PROBLEM TO WORK ON | Format every item below as a two-column CSV with the headers "request" and "answer", one row per item. Put each item's text and its answer in a single quoted field, with line breaks replaced by spaces.
## Start ENTRIES SUPPLIED
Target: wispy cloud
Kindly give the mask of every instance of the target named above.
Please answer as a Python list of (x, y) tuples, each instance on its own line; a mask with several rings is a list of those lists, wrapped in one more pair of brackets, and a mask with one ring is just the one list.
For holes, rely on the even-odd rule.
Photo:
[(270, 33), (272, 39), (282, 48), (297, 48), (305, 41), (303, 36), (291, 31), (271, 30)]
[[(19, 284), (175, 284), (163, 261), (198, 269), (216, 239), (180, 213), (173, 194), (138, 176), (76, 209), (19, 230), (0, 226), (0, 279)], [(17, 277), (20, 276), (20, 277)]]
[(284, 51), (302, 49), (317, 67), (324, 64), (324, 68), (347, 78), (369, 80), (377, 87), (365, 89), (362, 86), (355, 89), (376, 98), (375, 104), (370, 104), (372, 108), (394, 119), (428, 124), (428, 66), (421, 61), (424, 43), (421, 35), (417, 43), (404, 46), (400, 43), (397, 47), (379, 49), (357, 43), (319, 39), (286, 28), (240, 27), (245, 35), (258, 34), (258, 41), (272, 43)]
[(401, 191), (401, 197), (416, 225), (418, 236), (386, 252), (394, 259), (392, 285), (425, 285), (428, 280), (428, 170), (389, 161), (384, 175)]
## End ENTRIES SUPPLIED
ANSWER FOR THIS EXERCISE |
request,answer
"Target: wispy cloud Kindly give the mask of every instance of the target named above. Please answer as a Python list of (x, y) tuples, each instance on its own line; a mask with several rings is a list of those lists, wrapped in one more pair of brackets, and a mask with one ring is just the one list. For holes, rely on the even-odd rule. Photo:","[(270, 33), (272, 39), (282, 48), (297, 48), (305, 41), (303, 36), (291, 31), (271, 30)] [[(19, 284), (175, 284), (163, 261), (198, 269), (216, 239), (180, 213), (173, 194), (138, 176), (76, 209), (19, 230), (0, 226), (0, 279)], [(17, 277), (20, 276), (20, 277)]] [(284, 51), (302, 49), (317, 67), (324, 64), (324, 68), (347, 78), (369, 80), (377, 87), (365, 89), (362, 86), (355, 89), (376, 98), (375, 104), (370, 104), (372, 108), (394, 119), (428, 124), (428, 66), (421, 61), (424, 43), (421, 35), (417, 43), (404, 46), (400, 43), (397, 47), (379, 49), (357, 43), (319, 39), (286, 28), (240, 27), (245, 35), (258, 34), (258, 41), (272, 43)] [(401, 191), (401, 197), (416, 225), (418, 236), (386, 252), (394, 259), (392, 285), (425, 285), (428, 280), (428, 170), (389, 161), (384, 175)]"